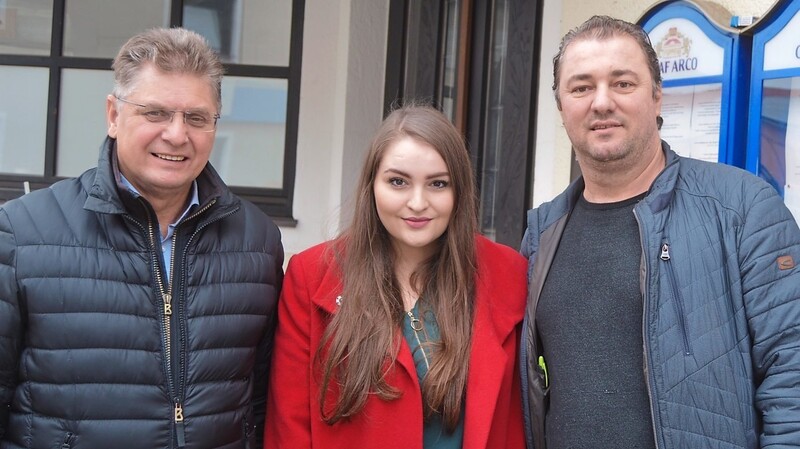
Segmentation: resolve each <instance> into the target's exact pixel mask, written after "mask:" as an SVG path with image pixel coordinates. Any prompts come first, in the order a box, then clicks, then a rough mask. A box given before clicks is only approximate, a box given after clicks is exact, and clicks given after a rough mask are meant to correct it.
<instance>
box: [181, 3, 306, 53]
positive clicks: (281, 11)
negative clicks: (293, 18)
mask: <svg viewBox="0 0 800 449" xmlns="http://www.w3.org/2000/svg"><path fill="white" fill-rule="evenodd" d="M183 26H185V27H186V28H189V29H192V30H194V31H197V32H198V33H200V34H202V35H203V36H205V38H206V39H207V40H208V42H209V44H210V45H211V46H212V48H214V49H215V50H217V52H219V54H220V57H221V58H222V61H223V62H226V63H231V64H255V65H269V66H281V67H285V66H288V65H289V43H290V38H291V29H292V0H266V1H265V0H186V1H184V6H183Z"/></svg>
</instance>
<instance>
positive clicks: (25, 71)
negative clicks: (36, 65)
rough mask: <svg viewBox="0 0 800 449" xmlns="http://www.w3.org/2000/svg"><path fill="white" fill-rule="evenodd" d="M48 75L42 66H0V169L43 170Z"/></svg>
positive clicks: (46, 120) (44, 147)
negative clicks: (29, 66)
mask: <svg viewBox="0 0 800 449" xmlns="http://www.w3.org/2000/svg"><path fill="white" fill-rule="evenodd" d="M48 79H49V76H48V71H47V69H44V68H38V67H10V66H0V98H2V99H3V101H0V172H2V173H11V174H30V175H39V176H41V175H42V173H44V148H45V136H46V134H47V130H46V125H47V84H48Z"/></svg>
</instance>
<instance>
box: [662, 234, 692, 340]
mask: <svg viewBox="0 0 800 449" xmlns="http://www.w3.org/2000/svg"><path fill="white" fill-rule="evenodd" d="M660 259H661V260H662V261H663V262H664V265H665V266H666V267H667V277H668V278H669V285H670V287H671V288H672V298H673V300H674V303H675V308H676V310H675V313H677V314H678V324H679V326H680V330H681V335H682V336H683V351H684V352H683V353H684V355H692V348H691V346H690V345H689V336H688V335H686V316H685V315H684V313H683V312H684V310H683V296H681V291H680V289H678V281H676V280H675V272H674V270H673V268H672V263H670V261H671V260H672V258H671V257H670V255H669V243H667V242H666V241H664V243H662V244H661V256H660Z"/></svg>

...

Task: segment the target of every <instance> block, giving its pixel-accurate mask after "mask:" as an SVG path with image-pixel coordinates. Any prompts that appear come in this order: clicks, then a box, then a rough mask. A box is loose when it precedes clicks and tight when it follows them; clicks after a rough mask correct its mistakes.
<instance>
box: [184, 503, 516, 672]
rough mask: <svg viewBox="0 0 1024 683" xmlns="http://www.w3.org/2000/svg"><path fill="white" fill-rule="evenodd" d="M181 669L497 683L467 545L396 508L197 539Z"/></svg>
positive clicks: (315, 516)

## Exercise aim
Count the lines of the material above that contain the string "positive", and give only the number.

## Result of this exercise
4